DIRECTION —
Put the rows below into a Markdown table with the columns Row and Line, numbering each row and leaving out blank lines.

SUPPLIED DATA —
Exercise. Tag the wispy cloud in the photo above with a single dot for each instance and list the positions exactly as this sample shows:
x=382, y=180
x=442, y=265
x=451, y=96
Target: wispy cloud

EXPECTED OUTPUT —
| Row | Line |
|---|---|
| 1 | Exercise. Tag the wispy cloud in the photo above with a single dot for each instance and list the positions exactly as this sample shows: |
| 2 | x=382, y=180 |
| 3 | x=442, y=265 |
| 4 | x=451, y=96 |
| 5 | Target: wispy cloud |